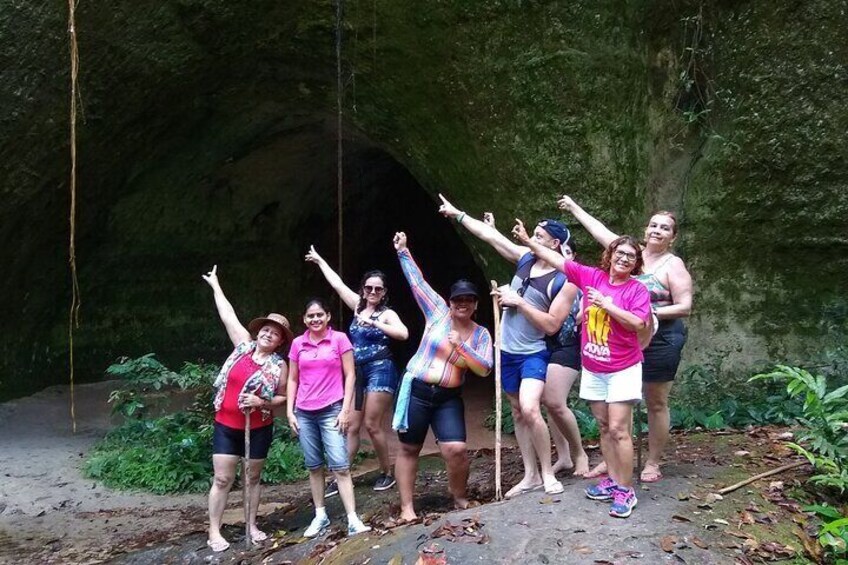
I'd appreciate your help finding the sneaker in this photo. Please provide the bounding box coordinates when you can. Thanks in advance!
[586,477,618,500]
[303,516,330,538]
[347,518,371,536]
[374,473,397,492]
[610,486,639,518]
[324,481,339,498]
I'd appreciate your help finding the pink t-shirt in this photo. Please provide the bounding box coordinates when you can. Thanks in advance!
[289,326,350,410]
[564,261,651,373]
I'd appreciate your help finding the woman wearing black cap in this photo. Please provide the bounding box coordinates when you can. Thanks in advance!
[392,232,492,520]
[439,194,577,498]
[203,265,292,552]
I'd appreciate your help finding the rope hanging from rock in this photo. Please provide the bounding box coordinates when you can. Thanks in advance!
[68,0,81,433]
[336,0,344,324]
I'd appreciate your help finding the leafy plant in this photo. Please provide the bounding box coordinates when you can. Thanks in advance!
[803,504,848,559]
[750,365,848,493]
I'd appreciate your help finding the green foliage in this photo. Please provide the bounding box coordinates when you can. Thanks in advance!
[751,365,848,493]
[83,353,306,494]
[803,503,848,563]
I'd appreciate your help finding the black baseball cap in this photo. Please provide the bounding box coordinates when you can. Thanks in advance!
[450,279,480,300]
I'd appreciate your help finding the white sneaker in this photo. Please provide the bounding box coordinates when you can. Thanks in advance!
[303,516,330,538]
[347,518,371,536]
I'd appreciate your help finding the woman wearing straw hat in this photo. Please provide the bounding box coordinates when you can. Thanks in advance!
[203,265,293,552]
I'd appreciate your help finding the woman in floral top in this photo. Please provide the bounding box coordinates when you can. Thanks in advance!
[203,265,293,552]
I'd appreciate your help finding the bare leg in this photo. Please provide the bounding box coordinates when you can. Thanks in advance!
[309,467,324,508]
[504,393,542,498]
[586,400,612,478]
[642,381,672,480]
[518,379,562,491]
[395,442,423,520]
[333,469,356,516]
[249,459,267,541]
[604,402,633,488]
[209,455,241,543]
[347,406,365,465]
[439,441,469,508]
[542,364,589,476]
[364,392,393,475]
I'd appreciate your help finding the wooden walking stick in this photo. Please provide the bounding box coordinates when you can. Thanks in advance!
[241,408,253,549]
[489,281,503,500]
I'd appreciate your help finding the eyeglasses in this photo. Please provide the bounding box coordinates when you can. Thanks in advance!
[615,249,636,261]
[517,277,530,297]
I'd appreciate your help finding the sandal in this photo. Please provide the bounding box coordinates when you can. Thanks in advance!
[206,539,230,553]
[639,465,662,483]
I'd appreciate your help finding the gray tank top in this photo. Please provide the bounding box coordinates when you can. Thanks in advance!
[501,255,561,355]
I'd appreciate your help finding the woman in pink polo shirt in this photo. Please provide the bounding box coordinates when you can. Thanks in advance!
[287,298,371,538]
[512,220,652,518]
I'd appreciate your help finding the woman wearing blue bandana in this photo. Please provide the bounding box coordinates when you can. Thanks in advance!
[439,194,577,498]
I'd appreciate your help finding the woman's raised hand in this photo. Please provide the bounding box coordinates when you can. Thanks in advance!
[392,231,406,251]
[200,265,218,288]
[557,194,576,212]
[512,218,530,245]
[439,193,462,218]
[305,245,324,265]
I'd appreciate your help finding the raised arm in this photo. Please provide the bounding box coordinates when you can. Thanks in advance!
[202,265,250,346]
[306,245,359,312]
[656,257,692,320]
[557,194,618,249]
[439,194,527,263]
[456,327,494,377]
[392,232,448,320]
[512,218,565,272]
________
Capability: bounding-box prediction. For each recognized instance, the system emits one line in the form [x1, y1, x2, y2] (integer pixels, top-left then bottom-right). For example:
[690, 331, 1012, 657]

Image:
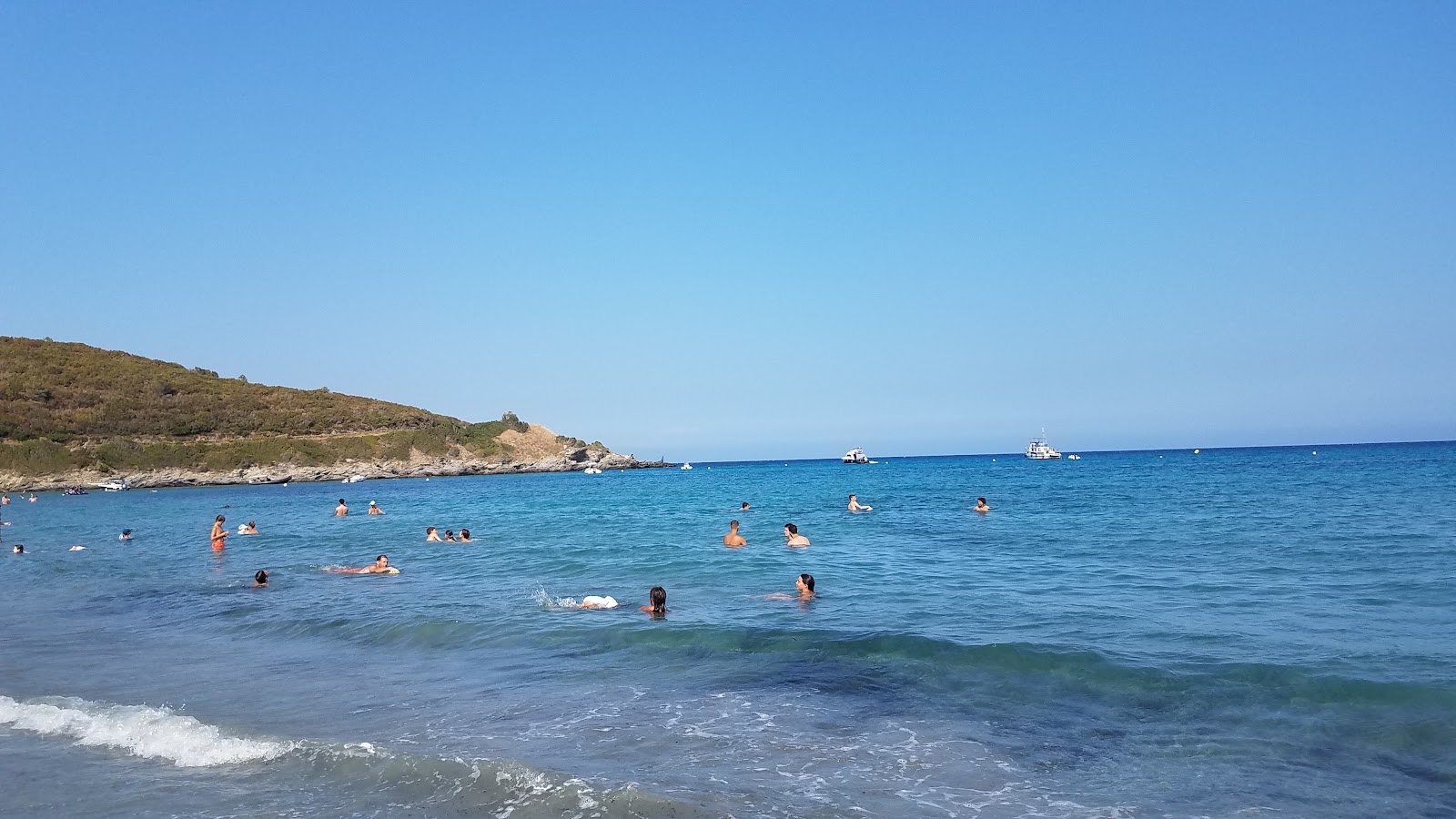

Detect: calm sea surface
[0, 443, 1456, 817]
________
To be done
Can you rewrite the stretch of the data above from the line containing "I'd appreciate your help finding the pink" through the line containing "[803,503,848,563]", swapping "coordinates" for "corner values" and leaving everything else as it is? Return only those lines.

Result for this task
I'd appreciate your help finding the pink t-shirt in this photo. Please provide the bounding box corner values when you can. Thanks in advance!
[289,326,350,410]
[564,261,651,373]
I'd appreciate your help finding the woman wearing black cap in this photo. Please provide the bounding box corner values when you can. Thanks in advance!
[392,232,492,520]
[439,194,577,498]
[203,265,292,552]
I'd appreciate your help finding the rope hanging from rock in this photo. Please provide the bounding box corner values when you can. Thanks in advance!
[68,0,81,433]
[336,0,344,324]
I'd appreciate your help finding the leafy plant in this photo. Please provide the bounding box corner values when you can. Thanks in advance!
[803,504,848,559]
[750,365,848,493]
I'd appreciate your help finding the green foliage in this photo. Please provide the bounding box corner values when you can. Thanks in advance!
[751,365,848,493]
[83,353,306,494]
[803,503,848,563]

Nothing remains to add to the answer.